(Supplied data)

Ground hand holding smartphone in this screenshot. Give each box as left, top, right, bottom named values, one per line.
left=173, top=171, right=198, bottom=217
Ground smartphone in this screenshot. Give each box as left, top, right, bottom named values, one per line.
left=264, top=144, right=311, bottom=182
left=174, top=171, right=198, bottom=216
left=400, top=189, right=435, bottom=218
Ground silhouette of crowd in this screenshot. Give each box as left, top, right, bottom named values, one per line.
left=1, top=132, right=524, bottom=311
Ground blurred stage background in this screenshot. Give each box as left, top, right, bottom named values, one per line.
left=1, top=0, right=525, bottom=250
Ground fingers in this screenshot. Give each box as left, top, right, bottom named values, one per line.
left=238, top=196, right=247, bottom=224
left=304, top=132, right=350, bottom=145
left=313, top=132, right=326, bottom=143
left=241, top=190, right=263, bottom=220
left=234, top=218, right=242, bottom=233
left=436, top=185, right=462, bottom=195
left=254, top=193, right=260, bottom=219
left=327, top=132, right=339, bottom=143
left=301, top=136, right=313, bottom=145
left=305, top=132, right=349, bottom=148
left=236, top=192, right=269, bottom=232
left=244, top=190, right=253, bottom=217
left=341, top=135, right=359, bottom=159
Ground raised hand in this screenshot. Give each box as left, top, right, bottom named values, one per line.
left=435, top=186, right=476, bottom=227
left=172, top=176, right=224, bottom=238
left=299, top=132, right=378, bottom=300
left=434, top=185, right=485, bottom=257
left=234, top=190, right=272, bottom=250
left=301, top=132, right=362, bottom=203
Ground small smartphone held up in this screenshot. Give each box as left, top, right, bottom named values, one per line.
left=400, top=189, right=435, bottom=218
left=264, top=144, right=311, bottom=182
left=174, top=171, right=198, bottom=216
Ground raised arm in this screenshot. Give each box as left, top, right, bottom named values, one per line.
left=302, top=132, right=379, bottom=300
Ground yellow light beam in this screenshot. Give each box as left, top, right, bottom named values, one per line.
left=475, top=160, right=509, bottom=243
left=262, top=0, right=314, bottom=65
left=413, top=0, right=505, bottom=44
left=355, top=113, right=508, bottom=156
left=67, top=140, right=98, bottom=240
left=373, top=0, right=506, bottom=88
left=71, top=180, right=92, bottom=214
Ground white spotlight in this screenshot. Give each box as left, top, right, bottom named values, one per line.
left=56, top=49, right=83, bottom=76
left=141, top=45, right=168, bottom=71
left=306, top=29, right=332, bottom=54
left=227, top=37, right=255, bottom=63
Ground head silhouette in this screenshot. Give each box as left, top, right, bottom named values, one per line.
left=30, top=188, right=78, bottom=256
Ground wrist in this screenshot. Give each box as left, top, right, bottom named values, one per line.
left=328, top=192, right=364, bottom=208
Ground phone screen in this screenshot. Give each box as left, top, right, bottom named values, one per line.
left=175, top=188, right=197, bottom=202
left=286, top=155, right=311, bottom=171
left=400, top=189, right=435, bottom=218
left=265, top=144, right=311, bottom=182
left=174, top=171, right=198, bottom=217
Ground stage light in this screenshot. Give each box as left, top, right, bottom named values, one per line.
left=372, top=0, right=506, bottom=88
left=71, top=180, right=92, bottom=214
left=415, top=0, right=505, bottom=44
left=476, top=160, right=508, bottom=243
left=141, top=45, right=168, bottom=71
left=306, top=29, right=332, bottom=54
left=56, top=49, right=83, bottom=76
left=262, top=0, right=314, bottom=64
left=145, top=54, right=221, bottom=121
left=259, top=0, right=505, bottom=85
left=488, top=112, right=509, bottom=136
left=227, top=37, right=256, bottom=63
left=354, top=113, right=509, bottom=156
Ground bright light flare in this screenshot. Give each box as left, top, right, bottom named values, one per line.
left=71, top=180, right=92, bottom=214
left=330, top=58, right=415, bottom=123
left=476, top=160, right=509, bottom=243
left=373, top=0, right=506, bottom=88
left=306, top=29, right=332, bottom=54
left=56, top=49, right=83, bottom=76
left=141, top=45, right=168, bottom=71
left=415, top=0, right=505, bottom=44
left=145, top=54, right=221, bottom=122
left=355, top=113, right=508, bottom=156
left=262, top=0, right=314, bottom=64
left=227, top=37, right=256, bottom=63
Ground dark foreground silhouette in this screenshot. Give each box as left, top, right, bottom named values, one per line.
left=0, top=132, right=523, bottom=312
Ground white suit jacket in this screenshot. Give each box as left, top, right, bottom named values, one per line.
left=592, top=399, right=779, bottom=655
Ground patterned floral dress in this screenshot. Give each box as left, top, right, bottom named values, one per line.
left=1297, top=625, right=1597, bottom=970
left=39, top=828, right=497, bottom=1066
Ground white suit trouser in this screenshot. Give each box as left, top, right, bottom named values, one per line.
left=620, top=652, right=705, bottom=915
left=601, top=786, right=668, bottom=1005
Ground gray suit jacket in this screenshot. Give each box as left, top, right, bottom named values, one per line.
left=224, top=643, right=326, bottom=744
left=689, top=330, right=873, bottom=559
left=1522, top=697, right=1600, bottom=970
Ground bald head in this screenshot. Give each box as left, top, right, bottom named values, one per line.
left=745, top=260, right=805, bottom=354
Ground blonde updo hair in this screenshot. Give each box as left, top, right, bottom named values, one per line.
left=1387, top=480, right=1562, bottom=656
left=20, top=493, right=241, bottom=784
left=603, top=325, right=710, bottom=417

(End Supplied data)

## Task
The records above need to be retyped in full, exactly as they stand.

## Exercise response
Ground hand holding smartphone in this screenshot. Give each box as left, top, right, bottom named values, one per line.
left=173, top=171, right=198, bottom=217
Ground smartphone in this screenshot. Give each box as left, top, right, bottom named values, one per line.
left=264, top=144, right=311, bottom=182
left=174, top=171, right=198, bottom=216
left=400, top=189, right=435, bottom=218
Ground silhouette of crowd in this screenshot. Give each box as left, top, right, bottom named values, one per line.
left=1, top=132, right=524, bottom=311
Ground blurred stage background in this screenshot. Give each box as left, top, right, bottom named values, one per line.
left=1, top=0, right=525, bottom=250
Ground fingers in this screenshot. Give each box as left, top, right, bottom named values, one per line.
left=238, top=196, right=247, bottom=224
left=304, top=132, right=350, bottom=145
left=313, top=132, right=326, bottom=143
left=241, top=190, right=263, bottom=220
left=234, top=218, right=242, bottom=233
left=436, top=185, right=462, bottom=195
left=254, top=193, right=260, bottom=219
left=327, top=132, right=339, bottom=143
left=301, top=136, right=313, bottom=145
left=305, top=132, right=349, bottom=148
left=236, top=192, right=269, bottom=232
left=244, top=190, right=253, bottom=217
left=341, top=135, right=359, bottom=159
Ground raised hand in this screenshot. Give each box as left, top, right, bottom named values, one per line.
left=435, top=186, right=476, bottom=227
left=172, top=176, right=224, bottom=238
left=299, top=132, right=378, bottom=300
left=434, top=185, right=485, bottom=257
left=234, top=190, right=272, bottom=250
left=301, top=132, right=362, bottom=203
Ground small smartphone held up in this screenshot. Give each box as left, top, right, bottom named values, one per line.
left=400, top=189, right=435, bottom=218
left=264, top=144, right=311, bottom=182
left=174, top=171, right=198, bottom=216
Ground raised arm in this screenshot. Give each box as left, top, right, bottom named values, one per line.
left=302, top=132, right=379, bottom=300
Ground yellow light beam in this screenshot. Give each box as left, top, right, bottom named values, one per line.
left=475, top=160, right=509, bottom=243
left=262, top=0, right=314, bottom=65
left=413, top=0, right=505, bottom=44
left=355, top=113, right=508, bottom=156
left=67, top=140, right=98, bottom=240
left=373, top=0, right=506, bottom=88
left=71, top=180, right=92, bottom=214
Ground white spotlight in this screenshot. Give each box as left, top, right, bottom named values, one per line.
left=56, top=49, right=83, bottom=76
left=141, top=45, right=168, bottom=71
left=306, top=29, right=332, bottom=54
left=227, top=37, right=255, bottom=63
Ground head silhouette in this screenshot. Give each box as left, top, right, bottom named values, one per line.
left=30, top=188, right=78, bottom=256
Ground wrist in this screenshot. Give each box as left, top, right, bottom named values, one per line.
left=328, top=192, right=364, bottom=208
Ground phone screen in this screenshot. Give each box as left, top, right, bottom named values, one per line.
left=175, top=188, right=197, bottom=202
left=286, top=155, right=311, bottom=171
left=400, top=189, right=435, bottom=218
left=265, top=144, right=311, bottom=182
left=174, top=171, right=198, bottom=217
Ground stage light in this screenshot. Give each box as left, top, right, bottom named values, one per line.
left=372, top=0, right=506, bottom=88
left=71, top=180, right=92, bottom=214
left=415, top=0, right=505, bottom=44
left=476, top=160, right=508, bottom=243
left=141, top=45, right=168, bottom=71
left=306, top=29, right=332, bottom=54
left=56, top=49, right=83, bottom=76
left=262, top=0, right=314, bottom=64
left=145, top=54, right=221, bottom=121
left=259, top=0, right=505, bottom=85
left=488, top=112, right=509, bottom=136
left=227, top=37, right=256, bottom=63
left=354, top=113, right=509, bottom=156
Ground bright light flare in this screenshot. Give each box as left, top, right, bottom named values, one per line.
left=71, top=180, right=92, bottom=214
left=330, top=58, right=415, bottom=123
left=476, top=160, right=509, bottom=243
left=373, top=0, right=506, bottom=88
left=306, top=29, right=332, bottom=54
left=56, top=49, right=83, bottom=76
left=141, top=45, right=168, bottom=71
left=415, top=0, right=505, bottom=44
left=145, top=54, right=221, bottom=122
left=355, top=113, right=508, bottom=156
left=262, top=0, right=314, bottom=64
left=227, top=37, right=256, bottom=63
Ground dark foreground silhouette in this screenshot. Give each box as left, top, right, bottom named values, one per line.
left=0, top=132, right=523, bottom=312
Ground white suit jacket in this screenshot. Give each box as left, top, right, bottom named values, one per line.
left=592, top=399, right=779, bottom=655
Ground patterned floral dress in this screenshot. Give each box as left, top, right, bottom named values, one per line.
left=1297, top=625, right=1597, bottom=970
left=39, top=828, right=497, bottom=1066
Ground white suit trouser in this screenshot. Give each box as left, top, right, bottom named values, one per line.
left=620, top=652, right=705, bottom=915
left=601, top=786, right=668, bottom=1005
Ground gray suit jacket in this screenshot. Give each box as left, top, right, bottom named values, one per line.
left=224, top=643, right=326, bottom=744
left=689, top=330, right=873, bottom=559
left=1522, top=697, right=1600, bottom=970
Ground bald head in this screenshot. Give each box as left, top, right, bottom named values, one per line.
left=745, top=260, right=805, bottom=354
Ground blonde updo hair in this screenshot. Give each box as left, top, right, bottom named values, one per line.
left=1387, top=480, right=1562, bottom=656
left=20, top=493, right=241, bottom=784
left=603, top=325, right=710, bottom=417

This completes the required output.